Reproduce all of the material below, swapping every "match analytics" for "performance analysis" and changing nothing else.

[MATERIAL FOR THIS EXERCISE start]

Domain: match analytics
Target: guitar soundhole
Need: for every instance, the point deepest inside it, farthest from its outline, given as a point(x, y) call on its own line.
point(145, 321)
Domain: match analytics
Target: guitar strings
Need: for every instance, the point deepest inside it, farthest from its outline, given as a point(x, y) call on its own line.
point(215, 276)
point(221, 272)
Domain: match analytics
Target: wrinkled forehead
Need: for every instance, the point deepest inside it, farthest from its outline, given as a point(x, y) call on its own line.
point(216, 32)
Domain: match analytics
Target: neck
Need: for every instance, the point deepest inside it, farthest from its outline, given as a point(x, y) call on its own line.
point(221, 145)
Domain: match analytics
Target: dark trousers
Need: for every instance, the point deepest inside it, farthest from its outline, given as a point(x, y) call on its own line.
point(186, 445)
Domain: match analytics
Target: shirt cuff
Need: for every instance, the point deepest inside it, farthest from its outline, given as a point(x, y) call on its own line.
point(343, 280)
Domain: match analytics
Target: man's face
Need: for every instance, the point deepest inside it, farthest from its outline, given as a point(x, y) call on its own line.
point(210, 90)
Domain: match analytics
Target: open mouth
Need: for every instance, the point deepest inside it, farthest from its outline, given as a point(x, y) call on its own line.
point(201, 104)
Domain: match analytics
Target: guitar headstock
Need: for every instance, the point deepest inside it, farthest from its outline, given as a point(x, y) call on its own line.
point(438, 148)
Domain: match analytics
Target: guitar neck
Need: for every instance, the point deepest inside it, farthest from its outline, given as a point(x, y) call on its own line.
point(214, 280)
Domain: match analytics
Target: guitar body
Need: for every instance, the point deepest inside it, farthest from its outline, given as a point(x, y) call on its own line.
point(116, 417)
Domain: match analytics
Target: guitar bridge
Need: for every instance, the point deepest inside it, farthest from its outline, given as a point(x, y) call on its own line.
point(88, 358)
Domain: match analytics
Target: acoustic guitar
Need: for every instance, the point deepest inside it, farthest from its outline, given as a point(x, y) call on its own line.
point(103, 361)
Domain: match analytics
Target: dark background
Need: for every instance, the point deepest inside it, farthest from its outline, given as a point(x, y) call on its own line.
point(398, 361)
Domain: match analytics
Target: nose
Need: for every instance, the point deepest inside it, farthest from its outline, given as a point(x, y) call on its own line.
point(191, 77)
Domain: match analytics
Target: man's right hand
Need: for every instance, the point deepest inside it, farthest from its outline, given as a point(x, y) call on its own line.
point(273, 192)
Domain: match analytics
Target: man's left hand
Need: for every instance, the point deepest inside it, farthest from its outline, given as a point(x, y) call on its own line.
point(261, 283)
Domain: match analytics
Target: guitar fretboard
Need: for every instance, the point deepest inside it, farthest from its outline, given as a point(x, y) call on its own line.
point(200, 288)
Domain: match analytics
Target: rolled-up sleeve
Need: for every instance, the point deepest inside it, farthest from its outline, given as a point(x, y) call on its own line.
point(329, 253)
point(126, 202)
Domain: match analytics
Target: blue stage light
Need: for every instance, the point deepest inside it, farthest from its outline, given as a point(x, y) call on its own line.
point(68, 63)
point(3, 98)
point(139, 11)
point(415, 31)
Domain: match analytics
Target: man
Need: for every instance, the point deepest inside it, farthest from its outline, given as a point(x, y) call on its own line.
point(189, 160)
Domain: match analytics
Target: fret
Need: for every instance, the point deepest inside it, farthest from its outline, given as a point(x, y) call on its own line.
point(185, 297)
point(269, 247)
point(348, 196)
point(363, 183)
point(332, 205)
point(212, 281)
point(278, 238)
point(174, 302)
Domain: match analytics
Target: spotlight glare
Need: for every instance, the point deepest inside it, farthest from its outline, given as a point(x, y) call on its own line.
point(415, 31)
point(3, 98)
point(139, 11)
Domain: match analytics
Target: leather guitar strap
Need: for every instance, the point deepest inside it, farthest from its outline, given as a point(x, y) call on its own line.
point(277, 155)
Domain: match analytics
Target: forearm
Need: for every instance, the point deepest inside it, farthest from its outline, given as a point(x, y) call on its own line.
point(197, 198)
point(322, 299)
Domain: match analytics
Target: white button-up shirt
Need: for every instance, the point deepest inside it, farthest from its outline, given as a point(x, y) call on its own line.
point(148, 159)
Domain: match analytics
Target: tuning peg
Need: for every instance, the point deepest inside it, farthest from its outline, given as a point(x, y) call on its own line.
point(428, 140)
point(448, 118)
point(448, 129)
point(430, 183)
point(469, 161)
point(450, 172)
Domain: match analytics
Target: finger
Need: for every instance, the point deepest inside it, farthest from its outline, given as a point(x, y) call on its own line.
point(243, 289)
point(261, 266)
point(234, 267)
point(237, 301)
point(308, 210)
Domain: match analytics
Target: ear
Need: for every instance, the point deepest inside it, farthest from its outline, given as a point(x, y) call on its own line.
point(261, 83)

[MATERIAL FOR THIS EXERCISE end]

COMPLETE OUTPUT >>
Domain: performance analysis
Target: guitar soundhole
Need: for every instance, the point deepest inside it, farthest from its outline, given as a point(x, y) call on its own line.
point(145, 321)
Domain: performance analysis
Target: guitar strings
Need: for every instance, the point deepest inside it, farthest from its outline, given as a point(x, y) call on its own line.
point(215, 276)
point(221, 272)
Domain: performance analysis
Target: wrinkled forehead
Need: for every instance, the point deepest inside it, farthest from its outline, given as a point(x, y) call on its own line.
point(216, 32)
Domain: performance analysis
Target: neck
Need: for every instance, the point deepest inside it, farthest from its outline, given as a point(x, y) call on its own line.
point(221, 145)
Domain: performance analysis
Target: dark trousers
Need: for every instance, the point deepest inside it, farthest from its outline, given as a point(x, y) call on its own line.
point(186, 445)
Domain: performance analysis
Target: shirt cuff
Need: for every instance, the point deepest inside it, farthest from its outline, given as a point(x, y) call on its own line.
point(343, 280)
Domain: performance analysis
Target: man's face
Need: for every instance, the point deepest inside it, farthest from its outline, given as a point(x, y) call on its own line.
point(210, 90)
Domain: performance analysis
Target: open mouth
Need: for every instance, the point deepest inside it, farthest from its outline, given as a point(x, y) call on its own line.
point(201, 104)
Domain: performance analysis
Target: guitar headstock
Need: for every instance, the point deepest inside it, farthest from its outline, given as a point(x, y) call on its own line.
point(438, 148)
Domain: performance analysis
Target: guitar neck
Need: for every instance, the point deepest inside it, farthest from its outline, given as a point(x, y) call on its own line.
point(214, 280)
Domain: performance analysis
Target: guitar body
Need: for every instance, the point deepest inside it, farthest from its outline, given as a point(x, y) call on its own line.
point(116, 417)
Domain: performance analysis
Target: guitar bridge
Need: for every instance, the point deepest inside it, farthest from its outline, given as a point(x, y) call on its own line.
point(88, 358)
Domain: performance analysis
Target: acoustic guitar
Need: for every instance, the point deepest inside it, farthest from its outline, given as a point(x, y) call on its own line.
point(103, 361)
Domain: performance analysis
Target: dark background
Need: for every instance, the point deepest inside it, farthest from its outline, given as a point(x, y) call on its own line.
point(398, 361)
Domain: performance analysis
Target: nose
Need: for every instance, the point deepest inside it, farthest from its outline, given as a point(x, y) call on its own line.
point(191, 77)
Domain: performance analysis
Target: man's right hand
Need: for every instance, the point deepest inside it, farthest from its outline, given as a point(x, y) call on its own line.
point(273, 192)
Domain: performance analysis
Target: man's left hand
Need: for every instance, the point deepest inside it, farthest from its outline, given as a point(x, y) call on its own line.
point(261, 283)
Domain: performance analysis
Target: guitar fretboard
Need: for every instance, the point deepest inside it, farthest from its outline, given as a point(x, y) call on its own line.
point(200, 288)
Domain: performance analysis
Target: rolled-up sleeve
Need: for every instance, the point deepest inside it, farthest from its outline, given as a point(x, y) call on its own line.
point(329, 253)
point(126, 202)
Domain: performance analysis
Target: blue stage light
Need: for every instance, the point deepest inside it, farthest from its outline, given as a point(x, y) call on its own line.
point(68, 63)
point(3, 98)
point(139, 11)
point(415, 31)
Domain: performance analysis
Target: man
Need: for every instance, the point deepest inside it, farthest from its outline, given as a point(x, y) call on its own line.
point(189, 160)
Domain: performance analysis
Target: fret
Need: for every instance, the point deepest inside it, farthest from its outline, given as a point(x, y) call on its own line.
point(185, 297)
point(269, 247)
point(348, 196)
point(363, 183)
point(332, 205)
point(212, 281)
point(278, 238)
point(174, 302)
Domain: performance analysis
Target: spotlight glare
Need: for every instance, the point deepest inside it, farthest from its outline, given as a point(x, y) call on its own line.
point(415, 31)
point(3, 98)
point(139, 11)
Domain: performance analysis
Target: leather guitar strap
Need: for every instance, the point deepest inside it, farthest from its outline, given as a point(x, y) call on its own line.
point(277, 155)
Domain: performance analysis
Target: forearm
Need: for every instance, the point deepest inside it, farthest from its outline, given as a point(x, y) call on its own line.
point(197, 198)
point(322, 299)
Domain: performance analysis
Target: white button-up shirt
Need: for every instance, the point deepest inside it, farthest from its outline, given as a point(x, y) call on its own line.
point(148, 159)
Domain: performance analysis
Target: tuning peg
Need: for every instance, the point deepest inside it, farthest from its outline, given as a point(x, y) call on its own line.
point(428, 140)
point(448, 118)
point(448, 129)
point(430, 183)
point(469, 161)
point(450, 172)
Domain: performance analysis
Target: finger
Need: for every instance, the point deepest inside it, farthest from its outline, given as a point(x, y) call on its own line.
point(243, 289)
point(261, 266)
point(234, 267)
point(237, 301)
point(308, 210)
Domain: performance analysis
Target: ear
Need: for every instance, the point deepest inside it, farthest from its outline, given as a point(x, y) call on its own line.
point(261, 83)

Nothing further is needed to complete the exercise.